__Given problem__
Print the following records verbatim, line for line, with no changes.

__Records__
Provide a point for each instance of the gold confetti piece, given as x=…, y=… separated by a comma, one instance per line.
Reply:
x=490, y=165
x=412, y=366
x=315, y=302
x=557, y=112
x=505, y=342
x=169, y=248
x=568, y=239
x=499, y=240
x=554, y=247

__Task solution__
Provide a point for each instance of the gold confetti piece, given as x=…, y=… separated by a comma, one instance per line.
Reply:
x=490, y=165
x=412, y=366
x=315, y=302
x=557, y=112
x=505, y=342
x=169, y=248
x=568, y=239
x=499, y=240
x=554, y=247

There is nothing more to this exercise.